*BRIEF*.
All records, exactly as written, minus the pictures: copy them out.

*Photo-based referring expression data*.

--

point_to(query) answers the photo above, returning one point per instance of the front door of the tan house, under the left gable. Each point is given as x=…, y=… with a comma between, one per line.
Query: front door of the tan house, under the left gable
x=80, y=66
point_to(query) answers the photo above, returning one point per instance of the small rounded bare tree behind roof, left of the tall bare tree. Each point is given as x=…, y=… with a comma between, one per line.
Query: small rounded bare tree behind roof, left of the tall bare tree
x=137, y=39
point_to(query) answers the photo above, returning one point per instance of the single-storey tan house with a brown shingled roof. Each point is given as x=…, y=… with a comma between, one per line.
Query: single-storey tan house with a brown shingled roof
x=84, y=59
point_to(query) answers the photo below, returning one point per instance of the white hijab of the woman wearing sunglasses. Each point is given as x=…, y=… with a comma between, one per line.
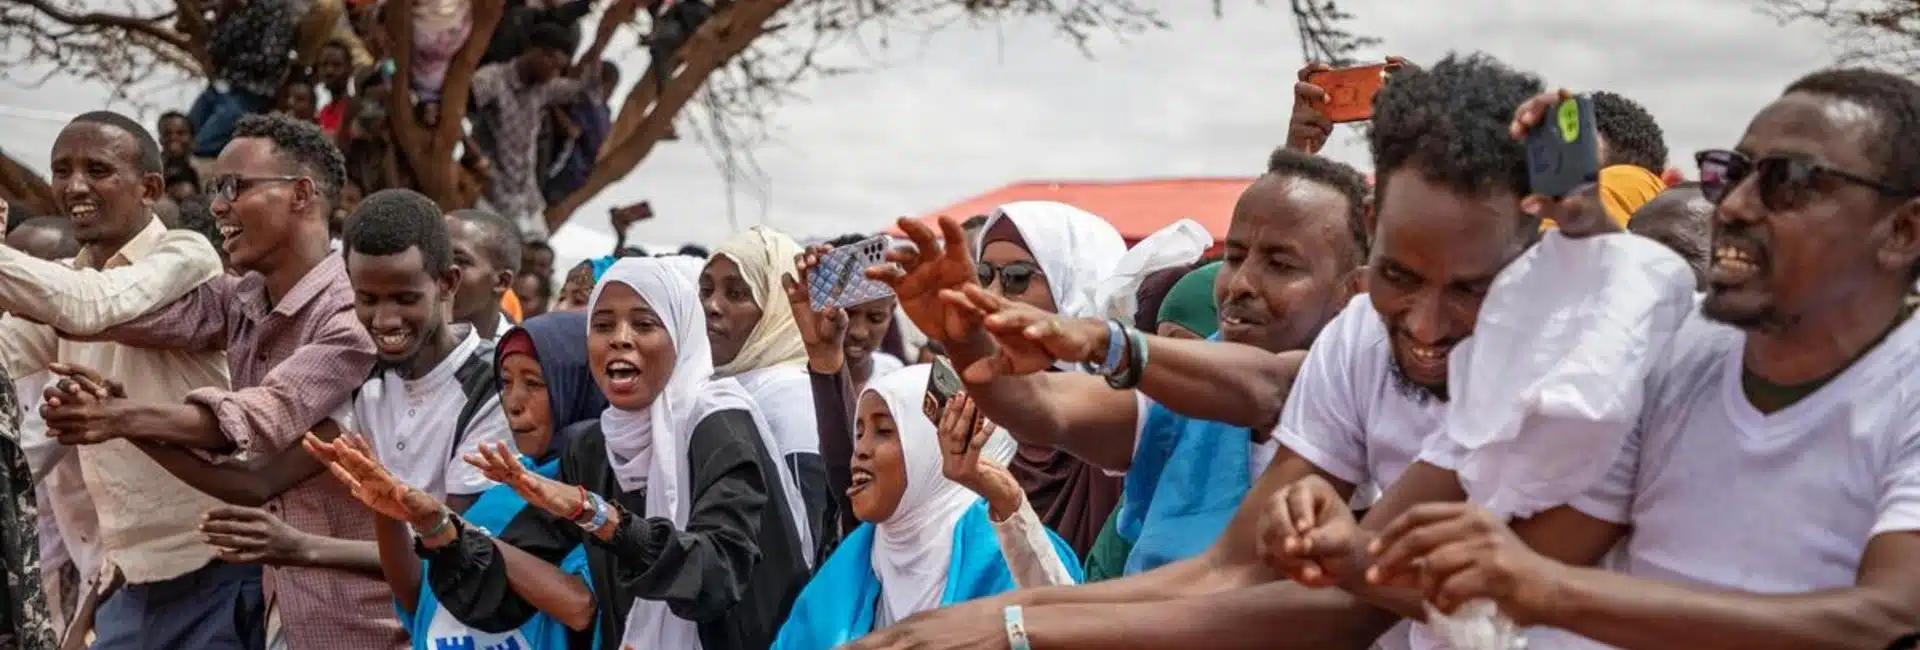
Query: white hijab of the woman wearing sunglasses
x=1074, y=248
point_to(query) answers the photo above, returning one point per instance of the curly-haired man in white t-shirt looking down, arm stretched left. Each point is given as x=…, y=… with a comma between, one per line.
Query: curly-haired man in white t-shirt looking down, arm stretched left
x=1366, y=404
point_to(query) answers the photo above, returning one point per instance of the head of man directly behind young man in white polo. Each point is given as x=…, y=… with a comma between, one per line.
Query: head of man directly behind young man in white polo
x=487, y=248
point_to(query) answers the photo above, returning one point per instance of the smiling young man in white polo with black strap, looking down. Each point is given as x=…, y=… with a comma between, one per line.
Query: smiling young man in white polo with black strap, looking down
x=433, y=398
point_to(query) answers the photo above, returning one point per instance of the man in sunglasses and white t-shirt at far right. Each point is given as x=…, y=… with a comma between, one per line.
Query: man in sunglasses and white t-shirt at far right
x=1777, y=496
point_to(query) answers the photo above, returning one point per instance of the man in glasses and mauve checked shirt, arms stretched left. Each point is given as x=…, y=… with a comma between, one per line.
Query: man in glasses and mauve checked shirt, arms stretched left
x=297, y=354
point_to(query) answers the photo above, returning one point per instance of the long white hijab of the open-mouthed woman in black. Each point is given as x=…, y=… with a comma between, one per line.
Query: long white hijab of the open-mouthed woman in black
x=650, y=448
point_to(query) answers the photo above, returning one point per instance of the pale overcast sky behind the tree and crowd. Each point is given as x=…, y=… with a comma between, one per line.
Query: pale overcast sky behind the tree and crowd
x=969, y=110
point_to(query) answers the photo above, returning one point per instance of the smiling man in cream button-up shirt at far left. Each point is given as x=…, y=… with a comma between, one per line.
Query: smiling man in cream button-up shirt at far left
x=126, y=517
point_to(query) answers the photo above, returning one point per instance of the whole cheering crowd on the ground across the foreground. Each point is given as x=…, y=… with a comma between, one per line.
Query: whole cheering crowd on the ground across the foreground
x=1420, y=409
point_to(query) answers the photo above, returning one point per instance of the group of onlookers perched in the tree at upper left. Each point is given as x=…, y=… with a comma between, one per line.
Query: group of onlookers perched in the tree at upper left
x=537, y=118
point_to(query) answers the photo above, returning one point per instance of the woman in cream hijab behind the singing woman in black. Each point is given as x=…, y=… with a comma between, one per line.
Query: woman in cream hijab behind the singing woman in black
x=757, y=342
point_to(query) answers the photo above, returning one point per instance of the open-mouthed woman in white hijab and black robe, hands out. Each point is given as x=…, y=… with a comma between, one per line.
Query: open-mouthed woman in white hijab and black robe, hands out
x=694, y=530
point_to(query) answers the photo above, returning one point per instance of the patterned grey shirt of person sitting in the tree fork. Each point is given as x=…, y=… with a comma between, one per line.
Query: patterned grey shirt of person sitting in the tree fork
x=510, y=116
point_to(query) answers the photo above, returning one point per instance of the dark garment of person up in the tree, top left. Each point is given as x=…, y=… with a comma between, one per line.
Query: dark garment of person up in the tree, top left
x=254, y=47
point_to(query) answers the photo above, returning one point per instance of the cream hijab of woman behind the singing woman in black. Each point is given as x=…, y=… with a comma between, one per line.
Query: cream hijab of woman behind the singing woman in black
x=763, y=258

--

*RESPONSE TO THIS EXERCISE*.
point_to(query) answers the photo above, returning one point per instance of the front door of the tan house, under the left gable. Each point is given as x=…, y=… with a comma between, one per line.
Query: front door of the tan house, under the left gable
x=80, y=66
point_to(query) answers the photo above, returning one point per instance of the small rounded bare tree behind roof, left of the tall bare tree. Each point is given as x=…, y=… with a comma between, one per line.
Query: small rounded bare tree behind roof, left of the tall bare tree
x=137, y=39
point_to(query) answers the photo above, returning one point per instance of the single-storey tan house with a brown shingled roof. Each point is given as x=…, y=… with a comma between, one per line.
Query: single-storey tan house with a brown shingled roof
x=84, y=59
point_to(query) answers the photo below, returning one point per instance of the white hijab of the woman wearing sunglasses. Each point is given as x=…, y=… with a comma between, one per line.
Query: white hijab of the woman wearing sunglasses
x=1074, y=248
point_to(query) answers the photo above, returning one point per instance of the curly-haired man in white t-shirt looking down, arm stretched left. Each point is given as x=…, y=… with a comma between, one per line.
Query: curly-haired man in white t-shirt looking down, arm stretched left
x=1366, y=404
point_to(query) answers the photo above, returning one point per instance of the head of man directly behind young man in white polo. Each point is given as x=…, y=… with a comma between, one per line.
Query: head of man directly behind young man in white polo
x=487, y=248
point_to(query) answers the photo above, returning one point per instance of the smiling young man in white polo with black strap, looking down. Each point is given as x=…, y=… with a comma between, one per line.
Query: smiling young man in white polo with black strap, looking down
x=433, y=398
point_to(query) answers the photo above, returning one point per instance of the man in sunglasses and white t-shirt at far right. Each point is given as x=…, y=… with a comma between, one per line.
Query: man in sunglasses and white t-shirt at far right
x=1777, y=496
point_to(query) answers the photo above, returning one point per instance of the man in glasses and mauve checked shirt, arms stretched left. Each point is given as x=…, y=… with a comma between, one per line.
Query: man in glasses and mauve checked shirt, arms stretched left
x=297, y=354
point_to(query) answers the photo above, returning one point per instance of the long white hijab of the open-mouthed woman in black. Each point is given as x=…, y=… with a comma between, one per line.
Query: long white hijab of the open-mouthed woman in black
x=650, y=448
point_to(query) answers the photo above, returning one point per instance of the pale overcast sky behind the tree and crowd. Each point is given as x=…, y=… with a comma between, one per line.
Query: pale overcast sky behind the tree and crowd
x=969, y=110
point_to(query) answers the photo above, returning one point per instance of the smiling man in cream button-up shirt at far left. Each point is given as x=…, y=… with a comma between, one per line.
Query: smiling man in cream button-up shirt at far left
x=126, y=517
point_to(query) answers the photo above, returning one point per instance of the whole cheering crowd on the ground across the foreground. Each point is given as x=…, y=… with a comma between, one per line.
Query: whole cheering crowd on the ground across the foreground
x=1420, y=409
point_to(query) answers the photo above, returning one point per instance of the group of onlookers perched in the tree at upper left. Each point is given as x=…, y=… with a comma between, one per line.
Query: group of onlookers perched in the tree at upper left
x=537, y=118
point_to(query) answers the photo above, returning one point per instance of the woman in cream hijab behind the singing woman in black. Each point is given as x=…, y=… with a comma between, one per line.
Query: woman in cream hijab behind the singing woman in black
x=757, y=342
point_to(query) answers the photo above, returning one point per instance of the open-mouthed woman in white hijab and black robe, hands out. Each point is given as x=…, y=… with a comma between, one per line.
Query: open-mouthed woman in white hijab and black robe, hands out
x=694, y=530
point_to(query) answers the photo above, returning one point per instance of the patterned grey shirt of person sitting in the tree fork. Each point is given as x=…, y=… with a comma between, one per line.
Query: patterned grey shirt of person sitting in the tree fork
x=510, y=116
point_to(query) answers the photo above, returning one point per instance of the dark garment of person up in the tree, top left. Each point is given as x=…, y=… with a comma between, one per line.
Query: dark garment of person up in the tree, top left
x=254, y=47
point_to(query) answers the photo above, returning one point per instance of the cream hijab of woman behind the singing woman in black. Each point is given as x=…, y=… with a comma between, one per line.
Query: cream hijab of woman behind the singing woman in black
x=763, y=258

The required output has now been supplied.